- EXERCISE GOAL -
All entries need to be written out verbatim, with pictures omitted.

- Stored records -
▼▼▼

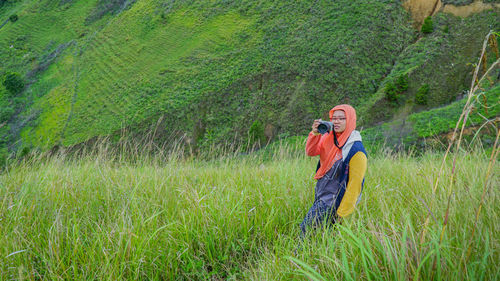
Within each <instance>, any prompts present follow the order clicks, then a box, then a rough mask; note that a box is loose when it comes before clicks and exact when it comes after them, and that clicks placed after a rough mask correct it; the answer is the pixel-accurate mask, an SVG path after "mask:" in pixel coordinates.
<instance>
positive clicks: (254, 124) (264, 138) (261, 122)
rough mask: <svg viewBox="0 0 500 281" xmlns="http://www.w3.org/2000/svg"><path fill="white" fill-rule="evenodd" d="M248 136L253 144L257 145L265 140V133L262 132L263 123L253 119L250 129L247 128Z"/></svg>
mask: <svg viewBox="0 0 500 281" xmlns="http://www.w3.org/2000/svg"><path fill="white" fill-rule="evenodd" d="M248 136H249V138H250V141H251V142H252V143H253V144H257V145H258V146H260V145H262V144H264V143H265V142H266V135H265V134H264V125H263V124H262V122H260V121H259V120H255V121H254V122H253V123H252V125H251V126H250V129H249V130H248Z"/></svg>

▲▲▲

- RESULT -
Within each <instance>, any prompts present follow the order clicks, then a box, then a rough mask; note that a box is loose when it comes before clicks and exact when it comes after them, and that clicks placed after a rough mask correct it; the answer is the pixel-accurate mask, an SVG path after "mask:" in pixel coordinates.
<instance>
positive clicks: (254, 124) (264, 138) (261, 122)
rough mask: <svg viewBox="0 0 500 281" xmlns="http://www.w3.org/2000/svg"><path fill="white" fill-rule="evenodd" d="M248 136L253 144L257 145L265 140V133L262 132L263 123L253 119L250 129L247 128Z"/></svg>
mask: <svg viewBox="0 0 500 281" xmlns="http://www.w3.org/2000/svg"><path fill="white" fill-rule="evenodd" d="M248 136H249V138H250V141H251V142H252V143H253V144H257V145H258V146H260V145H262V144H264V143H265V142H266V135H265V134H264V125H263V124H262V122H260V121H259V120H255V121H254V122H253V123H252V125H251V126H250V129H249V130H248Z"/></svg>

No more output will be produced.